§ **WHAT THIS TASK INVOLVES**:
In the entries, find all lines that hold the word "sandstone" and copy them.
━━━━━ DATA EXTRACT ━━━━━
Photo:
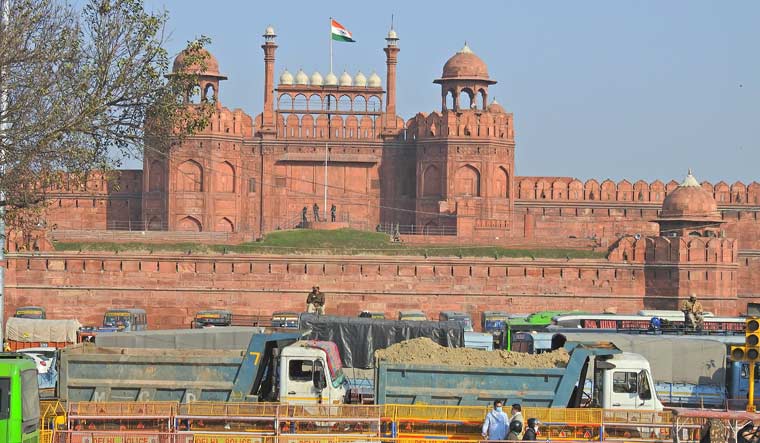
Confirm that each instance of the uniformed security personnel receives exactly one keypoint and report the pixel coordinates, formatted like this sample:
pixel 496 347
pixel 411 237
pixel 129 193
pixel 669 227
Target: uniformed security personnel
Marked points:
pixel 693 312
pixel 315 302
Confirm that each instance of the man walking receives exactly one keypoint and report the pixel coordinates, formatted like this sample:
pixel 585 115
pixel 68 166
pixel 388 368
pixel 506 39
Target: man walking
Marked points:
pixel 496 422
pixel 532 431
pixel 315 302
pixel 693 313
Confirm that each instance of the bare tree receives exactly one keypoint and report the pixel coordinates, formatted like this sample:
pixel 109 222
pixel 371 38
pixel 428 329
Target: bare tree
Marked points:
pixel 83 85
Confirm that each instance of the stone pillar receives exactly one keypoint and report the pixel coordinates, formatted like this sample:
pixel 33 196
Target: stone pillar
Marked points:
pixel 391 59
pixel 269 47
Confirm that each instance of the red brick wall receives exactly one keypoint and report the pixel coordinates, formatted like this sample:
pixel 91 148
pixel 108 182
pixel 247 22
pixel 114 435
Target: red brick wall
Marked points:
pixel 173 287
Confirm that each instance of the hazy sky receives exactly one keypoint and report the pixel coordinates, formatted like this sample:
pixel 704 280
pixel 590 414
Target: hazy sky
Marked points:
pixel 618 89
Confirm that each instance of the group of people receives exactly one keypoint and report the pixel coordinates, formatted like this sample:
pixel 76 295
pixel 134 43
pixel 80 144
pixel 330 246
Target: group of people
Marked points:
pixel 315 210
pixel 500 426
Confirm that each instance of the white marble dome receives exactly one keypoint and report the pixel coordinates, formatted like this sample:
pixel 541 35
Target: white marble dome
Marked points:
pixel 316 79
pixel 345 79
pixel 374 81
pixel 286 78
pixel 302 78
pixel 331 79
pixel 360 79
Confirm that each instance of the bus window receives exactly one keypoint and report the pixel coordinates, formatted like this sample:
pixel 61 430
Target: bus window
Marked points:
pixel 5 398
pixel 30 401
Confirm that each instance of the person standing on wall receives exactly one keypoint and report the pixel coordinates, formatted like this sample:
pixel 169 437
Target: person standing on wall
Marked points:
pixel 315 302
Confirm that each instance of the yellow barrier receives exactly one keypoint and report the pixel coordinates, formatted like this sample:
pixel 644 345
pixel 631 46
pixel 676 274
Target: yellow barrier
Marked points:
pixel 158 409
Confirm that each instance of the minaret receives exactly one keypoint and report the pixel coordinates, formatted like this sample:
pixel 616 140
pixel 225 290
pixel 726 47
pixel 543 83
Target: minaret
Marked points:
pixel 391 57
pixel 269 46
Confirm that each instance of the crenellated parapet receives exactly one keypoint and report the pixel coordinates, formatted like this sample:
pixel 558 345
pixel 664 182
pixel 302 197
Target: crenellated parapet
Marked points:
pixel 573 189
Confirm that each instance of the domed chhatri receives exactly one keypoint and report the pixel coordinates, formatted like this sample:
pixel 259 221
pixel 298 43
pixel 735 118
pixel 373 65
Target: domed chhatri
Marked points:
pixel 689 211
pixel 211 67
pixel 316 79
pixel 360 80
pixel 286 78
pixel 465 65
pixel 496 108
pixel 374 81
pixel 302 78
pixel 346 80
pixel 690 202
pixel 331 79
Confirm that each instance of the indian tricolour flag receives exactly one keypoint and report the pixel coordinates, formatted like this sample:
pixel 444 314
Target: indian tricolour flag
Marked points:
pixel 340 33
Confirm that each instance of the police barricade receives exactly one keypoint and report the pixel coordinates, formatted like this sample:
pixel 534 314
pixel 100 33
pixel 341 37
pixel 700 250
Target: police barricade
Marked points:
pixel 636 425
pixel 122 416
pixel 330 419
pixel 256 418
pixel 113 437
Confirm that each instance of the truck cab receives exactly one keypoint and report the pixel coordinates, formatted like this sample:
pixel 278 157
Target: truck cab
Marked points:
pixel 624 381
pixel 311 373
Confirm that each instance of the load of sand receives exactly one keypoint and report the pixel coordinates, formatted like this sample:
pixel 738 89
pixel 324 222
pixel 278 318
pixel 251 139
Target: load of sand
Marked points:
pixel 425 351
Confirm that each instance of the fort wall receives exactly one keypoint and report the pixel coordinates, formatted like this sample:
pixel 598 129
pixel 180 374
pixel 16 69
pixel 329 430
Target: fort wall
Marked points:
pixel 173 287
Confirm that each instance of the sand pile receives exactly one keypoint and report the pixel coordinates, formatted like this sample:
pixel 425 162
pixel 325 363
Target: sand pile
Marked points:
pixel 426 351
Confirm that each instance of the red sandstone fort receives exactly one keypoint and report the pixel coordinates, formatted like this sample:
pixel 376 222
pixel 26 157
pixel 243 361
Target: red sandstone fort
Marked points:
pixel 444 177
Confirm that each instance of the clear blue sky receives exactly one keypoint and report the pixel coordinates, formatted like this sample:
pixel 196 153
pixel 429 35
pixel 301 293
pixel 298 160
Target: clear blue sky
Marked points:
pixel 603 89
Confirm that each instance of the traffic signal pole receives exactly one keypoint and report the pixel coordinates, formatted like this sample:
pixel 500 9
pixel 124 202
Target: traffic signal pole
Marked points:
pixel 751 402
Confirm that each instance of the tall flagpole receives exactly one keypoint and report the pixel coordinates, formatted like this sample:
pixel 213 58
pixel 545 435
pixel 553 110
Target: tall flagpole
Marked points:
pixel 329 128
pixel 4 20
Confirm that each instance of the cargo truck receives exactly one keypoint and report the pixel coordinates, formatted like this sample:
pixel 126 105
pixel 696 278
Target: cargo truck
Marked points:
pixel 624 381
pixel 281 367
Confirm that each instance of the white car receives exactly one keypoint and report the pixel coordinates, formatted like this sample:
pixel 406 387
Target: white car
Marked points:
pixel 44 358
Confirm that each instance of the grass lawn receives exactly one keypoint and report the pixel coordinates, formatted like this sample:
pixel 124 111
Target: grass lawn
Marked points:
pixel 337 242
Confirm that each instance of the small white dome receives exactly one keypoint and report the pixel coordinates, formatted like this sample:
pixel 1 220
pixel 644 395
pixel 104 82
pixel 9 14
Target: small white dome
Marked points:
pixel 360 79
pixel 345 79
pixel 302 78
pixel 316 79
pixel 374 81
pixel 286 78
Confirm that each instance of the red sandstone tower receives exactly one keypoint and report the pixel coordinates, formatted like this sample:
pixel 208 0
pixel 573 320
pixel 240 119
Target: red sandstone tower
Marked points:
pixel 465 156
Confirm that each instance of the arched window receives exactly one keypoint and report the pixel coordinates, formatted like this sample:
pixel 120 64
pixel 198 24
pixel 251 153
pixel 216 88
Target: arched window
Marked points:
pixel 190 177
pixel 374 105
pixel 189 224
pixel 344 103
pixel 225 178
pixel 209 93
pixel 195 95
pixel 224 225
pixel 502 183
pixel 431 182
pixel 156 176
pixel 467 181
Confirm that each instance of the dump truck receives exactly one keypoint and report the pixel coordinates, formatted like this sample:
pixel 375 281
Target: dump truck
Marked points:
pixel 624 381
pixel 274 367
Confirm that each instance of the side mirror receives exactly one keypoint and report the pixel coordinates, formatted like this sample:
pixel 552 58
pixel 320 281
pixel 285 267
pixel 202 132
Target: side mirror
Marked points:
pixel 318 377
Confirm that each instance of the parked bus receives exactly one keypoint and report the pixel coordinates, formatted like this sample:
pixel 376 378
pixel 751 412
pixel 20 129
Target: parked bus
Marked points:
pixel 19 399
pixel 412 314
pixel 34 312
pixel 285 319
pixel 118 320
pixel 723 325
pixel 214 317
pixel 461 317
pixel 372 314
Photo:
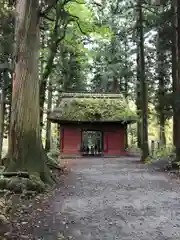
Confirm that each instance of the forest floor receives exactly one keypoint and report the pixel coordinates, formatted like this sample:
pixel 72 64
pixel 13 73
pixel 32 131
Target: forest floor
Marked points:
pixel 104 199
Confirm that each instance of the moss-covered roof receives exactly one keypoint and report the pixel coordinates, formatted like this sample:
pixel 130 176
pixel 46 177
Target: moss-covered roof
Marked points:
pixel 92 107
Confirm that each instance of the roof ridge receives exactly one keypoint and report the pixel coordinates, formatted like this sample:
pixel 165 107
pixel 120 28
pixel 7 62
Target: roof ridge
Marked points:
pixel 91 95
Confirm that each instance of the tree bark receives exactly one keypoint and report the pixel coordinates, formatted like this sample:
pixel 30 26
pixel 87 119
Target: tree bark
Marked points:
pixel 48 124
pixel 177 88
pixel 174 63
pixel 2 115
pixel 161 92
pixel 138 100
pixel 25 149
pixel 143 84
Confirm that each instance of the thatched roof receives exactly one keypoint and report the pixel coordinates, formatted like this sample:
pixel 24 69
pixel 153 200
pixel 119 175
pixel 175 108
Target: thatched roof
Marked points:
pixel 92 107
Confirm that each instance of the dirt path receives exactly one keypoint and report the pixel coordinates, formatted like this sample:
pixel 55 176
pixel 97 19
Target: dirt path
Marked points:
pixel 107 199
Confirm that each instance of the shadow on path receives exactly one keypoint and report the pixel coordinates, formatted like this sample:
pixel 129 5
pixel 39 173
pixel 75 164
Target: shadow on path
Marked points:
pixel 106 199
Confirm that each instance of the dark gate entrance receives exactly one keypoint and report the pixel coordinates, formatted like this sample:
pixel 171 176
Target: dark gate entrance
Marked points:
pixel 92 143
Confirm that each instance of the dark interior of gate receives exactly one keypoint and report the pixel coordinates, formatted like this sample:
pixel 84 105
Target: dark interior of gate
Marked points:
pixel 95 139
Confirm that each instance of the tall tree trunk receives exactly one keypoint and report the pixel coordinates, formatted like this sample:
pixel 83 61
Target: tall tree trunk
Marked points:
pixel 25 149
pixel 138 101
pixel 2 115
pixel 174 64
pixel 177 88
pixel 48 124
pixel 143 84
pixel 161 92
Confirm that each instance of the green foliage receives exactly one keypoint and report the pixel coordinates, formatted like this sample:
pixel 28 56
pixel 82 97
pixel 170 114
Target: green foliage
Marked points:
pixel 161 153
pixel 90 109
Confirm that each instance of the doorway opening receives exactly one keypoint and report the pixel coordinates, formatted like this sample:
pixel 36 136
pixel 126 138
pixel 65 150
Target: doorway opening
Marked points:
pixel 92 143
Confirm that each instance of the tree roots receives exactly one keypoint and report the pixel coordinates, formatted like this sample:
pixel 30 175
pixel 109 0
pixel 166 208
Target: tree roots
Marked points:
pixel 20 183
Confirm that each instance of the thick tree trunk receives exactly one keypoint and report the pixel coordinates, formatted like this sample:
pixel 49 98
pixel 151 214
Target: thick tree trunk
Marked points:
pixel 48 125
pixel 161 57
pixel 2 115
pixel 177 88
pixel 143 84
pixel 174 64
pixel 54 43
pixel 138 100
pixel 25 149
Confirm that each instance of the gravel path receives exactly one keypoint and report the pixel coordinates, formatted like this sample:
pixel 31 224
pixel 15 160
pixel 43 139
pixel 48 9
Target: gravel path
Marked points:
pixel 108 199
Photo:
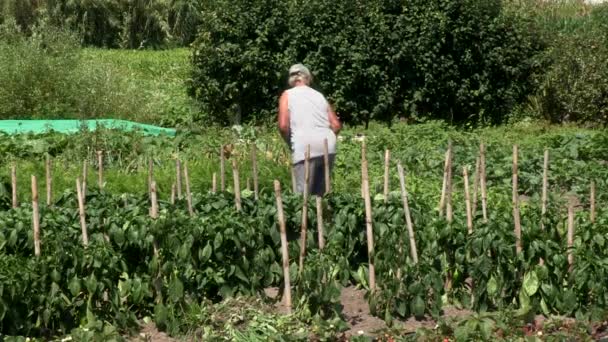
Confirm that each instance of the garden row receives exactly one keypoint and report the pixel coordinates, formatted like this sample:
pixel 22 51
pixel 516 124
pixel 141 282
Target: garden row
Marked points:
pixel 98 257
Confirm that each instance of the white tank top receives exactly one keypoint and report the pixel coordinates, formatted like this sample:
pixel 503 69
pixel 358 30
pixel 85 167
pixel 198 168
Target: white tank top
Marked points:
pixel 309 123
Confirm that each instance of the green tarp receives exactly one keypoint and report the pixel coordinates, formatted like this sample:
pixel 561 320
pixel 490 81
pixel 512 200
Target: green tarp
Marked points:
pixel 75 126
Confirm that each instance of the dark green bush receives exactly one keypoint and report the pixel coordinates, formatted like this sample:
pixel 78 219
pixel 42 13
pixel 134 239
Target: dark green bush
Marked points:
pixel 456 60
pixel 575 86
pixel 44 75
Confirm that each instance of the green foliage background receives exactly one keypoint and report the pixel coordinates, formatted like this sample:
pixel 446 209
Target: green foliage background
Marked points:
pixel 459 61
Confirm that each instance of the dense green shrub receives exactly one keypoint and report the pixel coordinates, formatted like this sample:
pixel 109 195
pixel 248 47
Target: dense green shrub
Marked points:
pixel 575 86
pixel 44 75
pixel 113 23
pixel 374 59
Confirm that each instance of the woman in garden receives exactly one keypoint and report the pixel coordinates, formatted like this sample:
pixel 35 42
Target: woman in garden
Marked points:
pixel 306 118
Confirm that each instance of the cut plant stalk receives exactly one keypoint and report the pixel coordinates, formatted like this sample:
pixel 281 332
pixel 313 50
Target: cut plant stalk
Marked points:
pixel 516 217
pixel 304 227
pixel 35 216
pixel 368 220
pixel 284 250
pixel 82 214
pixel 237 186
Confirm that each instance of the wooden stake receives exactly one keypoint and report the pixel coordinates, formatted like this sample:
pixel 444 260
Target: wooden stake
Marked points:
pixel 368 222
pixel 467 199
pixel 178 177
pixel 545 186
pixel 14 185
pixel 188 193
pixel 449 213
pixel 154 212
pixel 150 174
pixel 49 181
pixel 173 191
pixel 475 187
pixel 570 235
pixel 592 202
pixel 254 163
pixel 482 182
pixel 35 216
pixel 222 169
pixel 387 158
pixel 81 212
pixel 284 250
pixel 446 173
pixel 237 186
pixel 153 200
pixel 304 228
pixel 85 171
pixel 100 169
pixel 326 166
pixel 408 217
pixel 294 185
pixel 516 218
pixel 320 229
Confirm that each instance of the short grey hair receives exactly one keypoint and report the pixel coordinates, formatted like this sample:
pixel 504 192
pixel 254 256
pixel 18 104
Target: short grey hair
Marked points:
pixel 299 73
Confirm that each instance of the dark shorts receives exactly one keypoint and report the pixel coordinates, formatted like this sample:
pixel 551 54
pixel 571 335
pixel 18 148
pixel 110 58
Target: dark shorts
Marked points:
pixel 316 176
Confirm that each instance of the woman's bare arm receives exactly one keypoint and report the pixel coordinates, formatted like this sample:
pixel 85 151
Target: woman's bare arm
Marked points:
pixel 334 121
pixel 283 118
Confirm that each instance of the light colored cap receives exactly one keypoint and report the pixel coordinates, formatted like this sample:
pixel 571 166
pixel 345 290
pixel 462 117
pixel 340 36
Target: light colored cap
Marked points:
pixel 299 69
━━━━━
§ **WRITTEN RESPONSE**:
Confirm that each instance of the red sandstone fort receives exactly one keypoint and report the pixel coordinates, formatted like this sample:
Target: red sandstone fort
Confirm that each instance of the red sandstone tower receives exactly one keypoint and report the pixel coordinates, formatted like this sample:
Target: red sandstone tower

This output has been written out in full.